**Data for this task**
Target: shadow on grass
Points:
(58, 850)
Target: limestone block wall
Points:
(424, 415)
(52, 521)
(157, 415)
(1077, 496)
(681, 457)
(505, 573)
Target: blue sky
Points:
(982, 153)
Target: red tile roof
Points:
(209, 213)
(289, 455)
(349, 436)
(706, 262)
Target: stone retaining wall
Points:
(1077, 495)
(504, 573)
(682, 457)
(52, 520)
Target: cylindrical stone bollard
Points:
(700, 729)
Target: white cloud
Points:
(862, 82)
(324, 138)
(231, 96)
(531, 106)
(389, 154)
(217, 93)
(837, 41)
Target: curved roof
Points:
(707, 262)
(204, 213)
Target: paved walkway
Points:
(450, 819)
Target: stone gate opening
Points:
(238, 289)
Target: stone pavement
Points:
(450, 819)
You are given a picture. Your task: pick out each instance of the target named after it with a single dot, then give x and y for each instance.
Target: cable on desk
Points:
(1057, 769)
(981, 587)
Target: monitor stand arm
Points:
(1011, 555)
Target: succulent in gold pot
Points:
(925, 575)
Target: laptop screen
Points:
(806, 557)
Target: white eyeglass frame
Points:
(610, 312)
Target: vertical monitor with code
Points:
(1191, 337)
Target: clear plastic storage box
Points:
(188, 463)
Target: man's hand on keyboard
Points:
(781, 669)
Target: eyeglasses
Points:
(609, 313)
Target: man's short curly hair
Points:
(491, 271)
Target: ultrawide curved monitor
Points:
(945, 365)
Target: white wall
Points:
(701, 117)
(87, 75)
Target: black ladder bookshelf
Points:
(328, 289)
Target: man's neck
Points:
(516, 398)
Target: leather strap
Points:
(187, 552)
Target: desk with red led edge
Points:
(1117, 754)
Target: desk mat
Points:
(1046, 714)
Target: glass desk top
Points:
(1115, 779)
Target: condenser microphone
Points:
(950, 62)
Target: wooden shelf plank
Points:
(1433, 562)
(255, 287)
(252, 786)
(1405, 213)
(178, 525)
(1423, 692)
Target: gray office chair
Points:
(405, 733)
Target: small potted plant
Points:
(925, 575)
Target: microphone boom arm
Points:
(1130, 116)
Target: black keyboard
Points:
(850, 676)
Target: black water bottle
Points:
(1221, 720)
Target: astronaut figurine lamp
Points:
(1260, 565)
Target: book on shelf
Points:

**Requirements**
Rewrite all of the entries above, replacing every "desk" with "table" and leaving everything else unchanged.

**Written reply**
Target: shadow on grass
Points:
(58, 850)
Target: limestone block wall
Points:
(424, 415)
(52, 521)
(157, 415)
(1077, 496)
(681, 457)
(505, 573)
Target: blue sky
Points:
(982, 153)
Target: red tile roof
Points:
(209, 213)
(289, 455)
(349, 436)
(706, 262)
Target: stone retaining wall
Points:
(1077, 495)
(504, 573)
(682, 457)
(52, 520)
Target: cylindrical stone bollard
Points:
(700, 729)
Target: white cloud
Points:
(862, 82)
(324, 138)
(231, 96)
(531, 106)
(389, 154)
(217, 93)
(837, 41)
Target: curved roof
Points:
(707, 262)
(204, 213)
Target: paved walkway
Points:
(450, 819)
Target: stone gate opening
Points:
(238, 289)
Target: stone pavement
Points:
(450, 819)
You are given a picture. Your task: pick out each instance of the target named after it with a single dot, then give x and y for each instance.
Target: cable on table
Points:
(1057, 769)
(981, 587)
Target: monitor stand arm
Points:
(1011, 555)
Target: succulent in gold pot
Points:
(925, 575)
Target: laptop screen
Points:
(806, 557)
Target: white eyeglass frame
Points:
(610, 312)
Target: vertical monitor with code
Points:
(1191, 337)
Target: clear plastic storage box
Points:
(188, 463)
Target: man's hand on keyboard
Points:
(781, 669)
Target: eyeglasses
Points:
(609, 313)
Target: man's short curly hair
Points:
(491, 271)
Target: ultrawide curved monitor
Points:
(945, 365)
Target: white wall
Points:
(701, 117)
(87, 75)
Target: black ladder bookshelf
Points:
(328, 289)
Target: man's neck
Points:
(516, 398)
Target: leather strap
Points:
(187, 552)
Target: table with red led edge
Points:
(1117, 754)
Target: table mat
Points:
(1046, 714)
Target: glass table top
Points:
(1115, 779)
Target: condenser microphone
Points:
(950, 62)
Target: wooden shelf plank
Points:
(1433, 562)
(255, 287)
(252, 786)
(1405, 213)
(178, 525)
(1423, 692)
Target: gray office chair
Points:
(405, 733)
Target: small potted plant
Points:
(925, 575)
Target: microphone boom arm
Points:
(1130, 116)
Target: black keyboard
Points:
(850, 676)
Target: black water bottle
Points:
(1221, 720)
Target: astronaut figurine lamp
Points:
(1260, 565)
Target: book on shelf
Points:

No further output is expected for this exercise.